## EXERCISE AIM
The required answer is every line of the data containing the word "rough".
··· EXERCISE DATA ···
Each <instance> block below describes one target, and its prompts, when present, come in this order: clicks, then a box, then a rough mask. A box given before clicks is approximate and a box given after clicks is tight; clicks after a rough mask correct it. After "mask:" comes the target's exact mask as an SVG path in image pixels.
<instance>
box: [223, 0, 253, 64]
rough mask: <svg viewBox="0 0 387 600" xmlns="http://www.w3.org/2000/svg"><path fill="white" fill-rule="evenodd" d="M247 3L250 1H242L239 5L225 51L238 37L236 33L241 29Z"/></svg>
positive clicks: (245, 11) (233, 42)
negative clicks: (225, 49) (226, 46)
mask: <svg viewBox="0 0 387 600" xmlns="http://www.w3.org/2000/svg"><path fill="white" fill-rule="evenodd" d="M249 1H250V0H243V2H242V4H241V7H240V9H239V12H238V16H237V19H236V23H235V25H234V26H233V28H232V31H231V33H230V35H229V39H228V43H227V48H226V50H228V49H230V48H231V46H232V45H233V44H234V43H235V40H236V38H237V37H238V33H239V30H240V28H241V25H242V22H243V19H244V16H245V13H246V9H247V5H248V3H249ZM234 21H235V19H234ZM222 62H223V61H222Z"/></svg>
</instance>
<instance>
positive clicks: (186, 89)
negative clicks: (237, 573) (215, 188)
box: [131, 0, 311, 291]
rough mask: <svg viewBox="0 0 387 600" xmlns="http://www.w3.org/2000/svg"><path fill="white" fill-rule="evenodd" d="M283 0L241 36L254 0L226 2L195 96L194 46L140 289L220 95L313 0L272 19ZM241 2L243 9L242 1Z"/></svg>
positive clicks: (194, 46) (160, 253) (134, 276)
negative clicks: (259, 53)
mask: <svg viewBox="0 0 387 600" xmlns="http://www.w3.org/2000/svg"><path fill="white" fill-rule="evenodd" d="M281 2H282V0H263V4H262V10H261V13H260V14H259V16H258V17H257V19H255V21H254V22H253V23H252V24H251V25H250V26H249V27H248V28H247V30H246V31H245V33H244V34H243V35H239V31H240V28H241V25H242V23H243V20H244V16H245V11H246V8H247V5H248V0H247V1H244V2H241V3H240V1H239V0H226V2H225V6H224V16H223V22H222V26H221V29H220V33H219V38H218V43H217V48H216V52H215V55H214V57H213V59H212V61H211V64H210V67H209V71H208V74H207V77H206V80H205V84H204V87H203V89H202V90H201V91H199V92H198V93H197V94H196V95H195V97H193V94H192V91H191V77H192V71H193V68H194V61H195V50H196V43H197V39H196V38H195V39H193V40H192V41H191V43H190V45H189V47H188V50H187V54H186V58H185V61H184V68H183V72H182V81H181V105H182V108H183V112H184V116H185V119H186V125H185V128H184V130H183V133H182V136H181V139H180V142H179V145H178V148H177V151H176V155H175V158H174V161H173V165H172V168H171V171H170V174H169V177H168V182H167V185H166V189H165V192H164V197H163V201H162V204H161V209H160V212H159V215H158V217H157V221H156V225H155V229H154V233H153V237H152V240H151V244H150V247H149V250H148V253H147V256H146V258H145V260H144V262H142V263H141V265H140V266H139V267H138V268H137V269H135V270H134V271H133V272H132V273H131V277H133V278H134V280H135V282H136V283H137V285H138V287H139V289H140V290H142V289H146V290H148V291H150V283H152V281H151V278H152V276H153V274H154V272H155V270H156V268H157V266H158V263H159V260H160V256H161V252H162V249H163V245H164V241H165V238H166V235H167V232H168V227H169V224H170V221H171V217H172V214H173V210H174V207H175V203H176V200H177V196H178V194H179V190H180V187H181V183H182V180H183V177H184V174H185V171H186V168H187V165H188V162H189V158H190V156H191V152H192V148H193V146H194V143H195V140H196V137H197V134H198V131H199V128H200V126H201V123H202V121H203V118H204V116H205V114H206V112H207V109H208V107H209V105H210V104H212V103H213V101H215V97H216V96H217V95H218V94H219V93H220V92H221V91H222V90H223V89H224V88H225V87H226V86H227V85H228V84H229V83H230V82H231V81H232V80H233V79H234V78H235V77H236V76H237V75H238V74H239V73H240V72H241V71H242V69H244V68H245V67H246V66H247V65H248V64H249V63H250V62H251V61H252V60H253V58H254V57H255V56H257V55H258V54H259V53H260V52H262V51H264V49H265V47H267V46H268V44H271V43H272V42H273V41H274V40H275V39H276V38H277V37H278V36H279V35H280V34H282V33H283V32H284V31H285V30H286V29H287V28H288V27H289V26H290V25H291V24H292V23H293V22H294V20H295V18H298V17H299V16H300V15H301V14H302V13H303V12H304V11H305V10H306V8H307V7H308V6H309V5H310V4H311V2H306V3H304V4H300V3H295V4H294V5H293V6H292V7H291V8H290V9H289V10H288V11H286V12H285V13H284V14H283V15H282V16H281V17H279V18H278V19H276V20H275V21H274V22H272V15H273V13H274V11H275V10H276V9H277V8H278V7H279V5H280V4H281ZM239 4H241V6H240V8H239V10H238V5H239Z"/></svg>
···
## TASK OUTPUT
Each <instance> block below describes one target, and its prompts, when present, come in this order: clicks, then a box, then a rough mask. A box given before clicks is approximate and a box given after clicks is tight; clicks after a rough mask correct it. After "mask:" comes the target's exact mask as an SVG path in image pixels.
rough mask: <svg viewBox="0 0 387 600" xmlns="http://www.w3.org/2000/svg"><path fill="white" fill-rule="evenodd" d="M247 3L250 1H242L239 5L225 51L238 37L236 33L241 29Z"/></svg>
rough mask: <svg viewBox="0 0 387 600" xmlns="http://www.w3.org/2000/svg"><path fill="white" fill-rule="evenodd" d="M283 0L241 36L254 0L226 2L195 96L194 46L140 289L220 95L313 0L272 19ZM241 2L243 9L242 1Z"/></svg>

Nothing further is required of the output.